#### Seçilmiş bölüm ####

Hera'nın Şehri'ndeki kazılarla Traklara ait izler ortaya çıkartılıyor
Tekirdağ'da Heraion-Teikhos (Hera'nın Şehri) Antik Kenti'nde 2000 yılından bu yana yürütülen kazı çalışmalarıyla Traklara ait izler gün yüzüne çıkarılıyor.
Kazılarda şu ana kadar ana tanrıça ve sağlık tanrısı heykelleri, tümülüs (bir mezar ya da mezarlık içeren, toprak yığılarak oluşturulmuş tepeciklere verilen ad), ilaç fırını ve çeşitli sikkeler bulundu. Karaevli Mahallesi'nde bulunan kazı evinde alandan çıkarılan eserlerin çizim, restorasyon ve değerlendirme çalışmaları devam ediyor.

#### Verilen bilgiler ####

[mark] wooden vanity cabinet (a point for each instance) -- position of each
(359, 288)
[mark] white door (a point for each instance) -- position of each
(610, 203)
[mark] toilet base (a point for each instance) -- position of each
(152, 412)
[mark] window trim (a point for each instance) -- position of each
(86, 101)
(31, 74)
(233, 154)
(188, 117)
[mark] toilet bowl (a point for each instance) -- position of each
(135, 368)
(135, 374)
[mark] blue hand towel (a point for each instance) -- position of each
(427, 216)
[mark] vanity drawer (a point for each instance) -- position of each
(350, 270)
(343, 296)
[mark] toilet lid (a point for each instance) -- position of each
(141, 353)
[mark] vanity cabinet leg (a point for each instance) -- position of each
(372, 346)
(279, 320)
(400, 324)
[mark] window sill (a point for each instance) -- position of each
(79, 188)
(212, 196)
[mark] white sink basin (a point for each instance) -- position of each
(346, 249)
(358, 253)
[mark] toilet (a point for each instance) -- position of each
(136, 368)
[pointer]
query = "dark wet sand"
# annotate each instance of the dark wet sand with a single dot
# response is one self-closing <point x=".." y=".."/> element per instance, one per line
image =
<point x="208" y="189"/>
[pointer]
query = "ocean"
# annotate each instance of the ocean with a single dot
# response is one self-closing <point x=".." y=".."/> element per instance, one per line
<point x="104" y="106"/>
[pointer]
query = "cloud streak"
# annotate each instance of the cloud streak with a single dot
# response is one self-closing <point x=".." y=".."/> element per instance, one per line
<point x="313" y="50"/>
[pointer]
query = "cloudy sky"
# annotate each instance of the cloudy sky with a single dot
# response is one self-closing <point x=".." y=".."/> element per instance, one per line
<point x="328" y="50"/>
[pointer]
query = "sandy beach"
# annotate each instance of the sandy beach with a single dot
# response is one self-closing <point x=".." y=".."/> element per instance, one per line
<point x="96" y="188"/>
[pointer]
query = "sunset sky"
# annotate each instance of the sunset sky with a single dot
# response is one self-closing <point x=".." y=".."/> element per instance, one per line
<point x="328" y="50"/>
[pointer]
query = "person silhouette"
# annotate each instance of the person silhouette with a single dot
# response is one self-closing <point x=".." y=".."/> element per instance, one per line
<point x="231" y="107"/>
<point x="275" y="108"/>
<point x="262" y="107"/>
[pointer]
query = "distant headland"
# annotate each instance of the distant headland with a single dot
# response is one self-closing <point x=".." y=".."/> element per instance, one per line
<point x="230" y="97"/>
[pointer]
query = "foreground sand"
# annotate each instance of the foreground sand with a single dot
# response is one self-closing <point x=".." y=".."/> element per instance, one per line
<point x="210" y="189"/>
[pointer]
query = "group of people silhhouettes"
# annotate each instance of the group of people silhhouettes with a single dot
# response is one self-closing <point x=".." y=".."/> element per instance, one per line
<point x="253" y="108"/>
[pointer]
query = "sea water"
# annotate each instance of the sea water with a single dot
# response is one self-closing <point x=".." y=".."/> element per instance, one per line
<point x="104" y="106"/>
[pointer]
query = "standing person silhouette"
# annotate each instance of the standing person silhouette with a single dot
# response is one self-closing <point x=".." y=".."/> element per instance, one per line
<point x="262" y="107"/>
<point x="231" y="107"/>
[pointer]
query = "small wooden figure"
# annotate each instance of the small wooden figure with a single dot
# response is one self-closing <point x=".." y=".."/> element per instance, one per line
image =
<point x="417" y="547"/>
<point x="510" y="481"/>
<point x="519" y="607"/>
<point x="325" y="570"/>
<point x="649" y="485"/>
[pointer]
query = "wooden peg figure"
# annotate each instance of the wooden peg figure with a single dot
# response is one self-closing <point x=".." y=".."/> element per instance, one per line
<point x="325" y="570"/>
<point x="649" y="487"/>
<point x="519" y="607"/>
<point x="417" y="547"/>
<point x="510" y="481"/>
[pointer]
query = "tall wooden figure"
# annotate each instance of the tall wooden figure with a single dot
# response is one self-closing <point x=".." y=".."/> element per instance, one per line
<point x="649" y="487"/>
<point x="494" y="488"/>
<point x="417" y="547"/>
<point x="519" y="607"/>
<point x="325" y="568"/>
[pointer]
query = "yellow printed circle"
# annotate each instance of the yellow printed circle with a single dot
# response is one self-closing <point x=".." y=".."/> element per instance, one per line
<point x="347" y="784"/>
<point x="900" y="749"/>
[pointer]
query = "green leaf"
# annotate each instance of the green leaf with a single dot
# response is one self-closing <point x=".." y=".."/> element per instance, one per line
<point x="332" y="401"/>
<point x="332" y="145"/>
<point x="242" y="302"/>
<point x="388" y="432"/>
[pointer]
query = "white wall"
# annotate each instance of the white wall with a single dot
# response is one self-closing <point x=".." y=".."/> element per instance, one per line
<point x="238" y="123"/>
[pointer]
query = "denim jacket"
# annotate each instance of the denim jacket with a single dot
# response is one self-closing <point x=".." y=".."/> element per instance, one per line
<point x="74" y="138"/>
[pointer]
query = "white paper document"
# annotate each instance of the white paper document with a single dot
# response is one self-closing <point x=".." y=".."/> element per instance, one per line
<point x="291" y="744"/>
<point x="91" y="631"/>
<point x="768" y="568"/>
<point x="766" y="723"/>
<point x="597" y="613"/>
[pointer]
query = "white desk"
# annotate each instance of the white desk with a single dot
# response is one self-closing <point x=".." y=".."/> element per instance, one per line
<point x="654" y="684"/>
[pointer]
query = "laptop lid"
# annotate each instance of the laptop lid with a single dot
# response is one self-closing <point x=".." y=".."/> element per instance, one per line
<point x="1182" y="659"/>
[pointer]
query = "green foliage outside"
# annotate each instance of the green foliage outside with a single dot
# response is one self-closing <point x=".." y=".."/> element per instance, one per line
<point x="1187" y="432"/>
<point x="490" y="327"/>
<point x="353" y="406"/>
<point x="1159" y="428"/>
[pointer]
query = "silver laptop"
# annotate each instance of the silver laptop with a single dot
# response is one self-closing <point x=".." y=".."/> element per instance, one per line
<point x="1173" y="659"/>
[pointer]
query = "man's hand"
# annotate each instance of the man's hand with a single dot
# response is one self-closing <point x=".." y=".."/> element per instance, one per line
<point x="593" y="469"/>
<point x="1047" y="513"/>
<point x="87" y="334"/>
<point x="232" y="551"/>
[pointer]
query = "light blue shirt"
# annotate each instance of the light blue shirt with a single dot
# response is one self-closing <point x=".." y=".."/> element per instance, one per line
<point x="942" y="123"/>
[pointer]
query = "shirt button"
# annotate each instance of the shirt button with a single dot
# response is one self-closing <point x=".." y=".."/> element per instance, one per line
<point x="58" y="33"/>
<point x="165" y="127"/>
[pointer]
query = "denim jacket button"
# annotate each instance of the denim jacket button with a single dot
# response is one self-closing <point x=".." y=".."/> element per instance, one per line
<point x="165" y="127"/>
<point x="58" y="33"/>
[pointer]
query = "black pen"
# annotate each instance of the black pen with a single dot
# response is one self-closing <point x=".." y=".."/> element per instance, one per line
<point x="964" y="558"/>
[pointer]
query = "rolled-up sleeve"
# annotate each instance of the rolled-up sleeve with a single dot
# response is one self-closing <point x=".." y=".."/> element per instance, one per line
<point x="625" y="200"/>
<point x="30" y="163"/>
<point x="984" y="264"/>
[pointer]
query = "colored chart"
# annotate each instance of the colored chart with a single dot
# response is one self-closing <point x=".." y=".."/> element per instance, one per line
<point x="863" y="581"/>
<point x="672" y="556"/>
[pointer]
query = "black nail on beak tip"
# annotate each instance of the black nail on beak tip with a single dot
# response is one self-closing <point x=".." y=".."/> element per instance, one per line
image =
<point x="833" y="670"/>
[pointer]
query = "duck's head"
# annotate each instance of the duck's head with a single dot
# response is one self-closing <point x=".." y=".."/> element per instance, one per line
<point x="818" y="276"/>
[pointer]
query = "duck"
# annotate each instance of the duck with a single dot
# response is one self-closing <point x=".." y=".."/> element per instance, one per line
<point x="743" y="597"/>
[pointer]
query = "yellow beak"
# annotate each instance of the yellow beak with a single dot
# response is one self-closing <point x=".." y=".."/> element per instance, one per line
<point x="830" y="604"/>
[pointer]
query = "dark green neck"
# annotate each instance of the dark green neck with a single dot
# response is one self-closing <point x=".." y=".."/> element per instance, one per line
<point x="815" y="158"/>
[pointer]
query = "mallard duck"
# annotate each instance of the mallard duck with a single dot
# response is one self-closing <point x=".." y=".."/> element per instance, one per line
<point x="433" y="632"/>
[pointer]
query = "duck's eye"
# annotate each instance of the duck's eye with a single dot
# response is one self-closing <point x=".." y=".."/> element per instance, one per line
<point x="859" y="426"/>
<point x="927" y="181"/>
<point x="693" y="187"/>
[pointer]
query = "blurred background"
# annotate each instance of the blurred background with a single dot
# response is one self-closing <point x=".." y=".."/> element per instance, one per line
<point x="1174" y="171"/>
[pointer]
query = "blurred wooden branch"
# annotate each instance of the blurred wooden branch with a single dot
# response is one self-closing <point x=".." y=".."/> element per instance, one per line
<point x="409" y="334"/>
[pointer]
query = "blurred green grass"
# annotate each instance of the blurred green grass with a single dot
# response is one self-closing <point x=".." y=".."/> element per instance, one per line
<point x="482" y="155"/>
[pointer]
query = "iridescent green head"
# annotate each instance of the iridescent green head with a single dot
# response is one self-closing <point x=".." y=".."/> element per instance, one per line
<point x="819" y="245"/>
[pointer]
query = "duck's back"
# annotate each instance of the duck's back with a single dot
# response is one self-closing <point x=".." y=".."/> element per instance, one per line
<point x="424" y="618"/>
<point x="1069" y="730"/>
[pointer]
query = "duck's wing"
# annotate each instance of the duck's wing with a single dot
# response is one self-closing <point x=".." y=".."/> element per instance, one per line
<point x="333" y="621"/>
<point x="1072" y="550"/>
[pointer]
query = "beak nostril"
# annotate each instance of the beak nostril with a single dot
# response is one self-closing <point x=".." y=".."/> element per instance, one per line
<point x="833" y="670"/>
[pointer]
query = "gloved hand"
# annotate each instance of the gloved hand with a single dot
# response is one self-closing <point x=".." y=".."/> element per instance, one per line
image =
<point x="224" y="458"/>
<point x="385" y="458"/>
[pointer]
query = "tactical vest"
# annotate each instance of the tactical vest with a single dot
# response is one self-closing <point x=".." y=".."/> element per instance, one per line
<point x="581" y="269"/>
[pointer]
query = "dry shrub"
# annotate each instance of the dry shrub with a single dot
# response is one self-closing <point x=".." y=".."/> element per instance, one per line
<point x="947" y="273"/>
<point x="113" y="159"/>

####

• Yapılacaklar
1. Aşağıdaki ifadeler seçilmiş bölümle uyuşuyor mu? Her biri için evet ya da hayır deyin ve karara götüren sözleri bölümden aynen alıntılayın: (a) Kazılar 2000 yılından beri sürüyor. (b) Eserlerin restorasyon çalışmaları tamamlandı. (c) Kazılarda bir ilaç fırını bulundu.
2. Seçilmiş bölüme göre kazılarda bugüne kadar bulunan her şeyi sıralayın.
Satırlar başka bir kaynaktan alınmıştır.

• Alıştırma cevapları
1.
(a) Evet: "2000 yılından bu yana yürütülen kazı çalışmalarıyla"
(b) Hayır: "çizim, restorasyon ve değerlendirme çalışmaları devam ediyor"
(c) Evet: "ilaç fırını ve çeşitli sikkeler bulundu"

2. Ana tanrıça heykelleri, sağlık tanrısı heykelleri, tümülüs, ilaç fırını, çeşitli sikkeler